### EXERCISE DETAILS
How many lines in the records below contain the string "white"? Reply with the number alone.

** start INPUT ROWS **

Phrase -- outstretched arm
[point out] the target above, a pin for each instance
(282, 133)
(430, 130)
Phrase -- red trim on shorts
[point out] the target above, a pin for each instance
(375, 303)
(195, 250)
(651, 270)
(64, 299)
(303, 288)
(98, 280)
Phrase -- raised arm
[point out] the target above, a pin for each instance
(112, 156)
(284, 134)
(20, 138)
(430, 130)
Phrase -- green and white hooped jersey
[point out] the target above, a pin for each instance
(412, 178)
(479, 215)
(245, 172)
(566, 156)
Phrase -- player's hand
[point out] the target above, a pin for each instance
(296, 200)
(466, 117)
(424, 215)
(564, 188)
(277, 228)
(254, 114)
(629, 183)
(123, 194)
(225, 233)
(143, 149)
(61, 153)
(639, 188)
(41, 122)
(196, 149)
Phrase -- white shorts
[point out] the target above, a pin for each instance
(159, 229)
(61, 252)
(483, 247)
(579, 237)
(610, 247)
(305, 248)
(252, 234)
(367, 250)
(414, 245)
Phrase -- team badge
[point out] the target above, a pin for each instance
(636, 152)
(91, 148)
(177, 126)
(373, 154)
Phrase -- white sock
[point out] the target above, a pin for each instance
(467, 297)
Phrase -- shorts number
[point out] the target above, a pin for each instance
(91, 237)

** end INPUT ROWS **
** start INPUT ROWS **

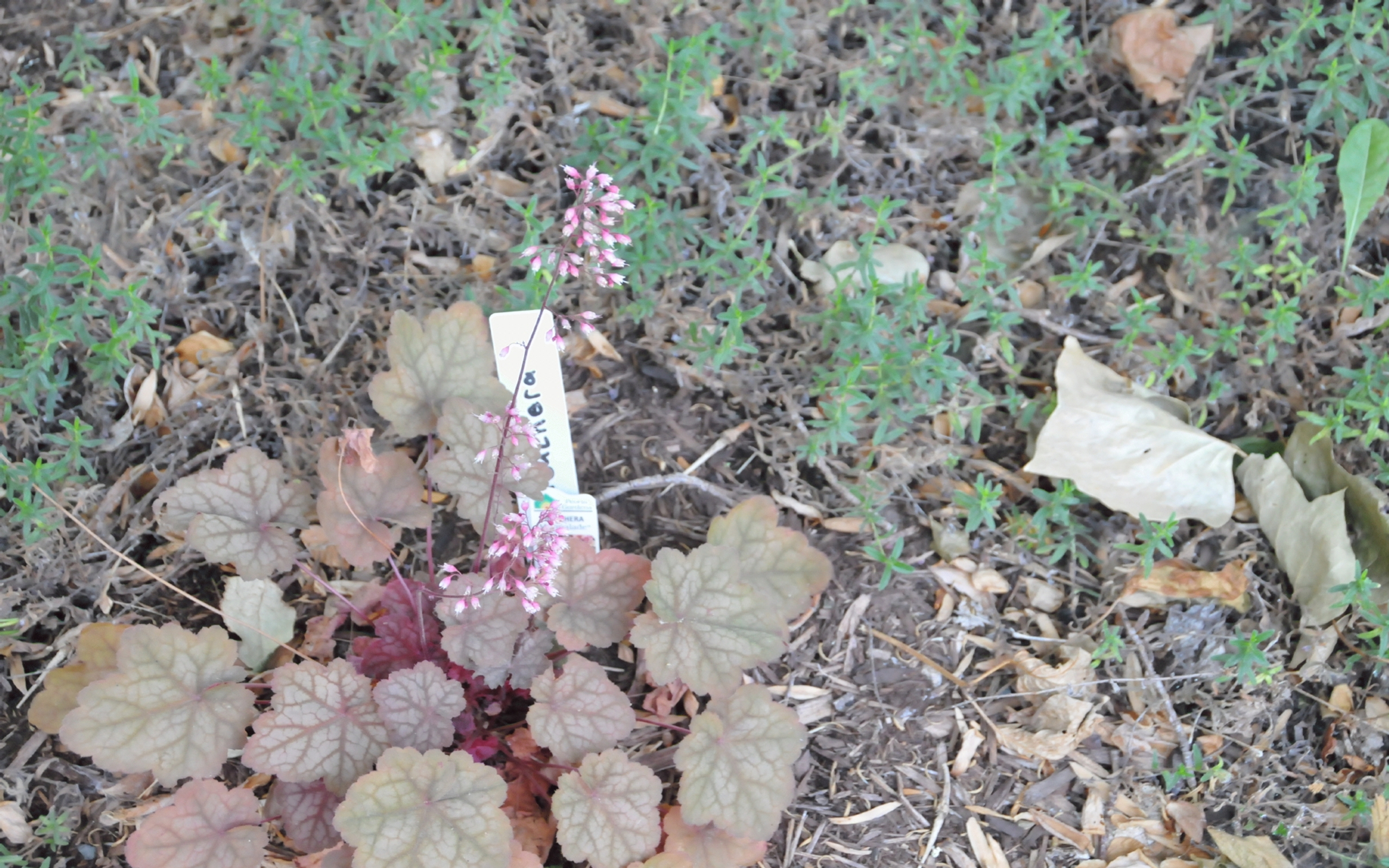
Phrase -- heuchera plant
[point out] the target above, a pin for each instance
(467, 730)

** end INPUT ROWS **

### SOLUTION FOR THIS TASK
3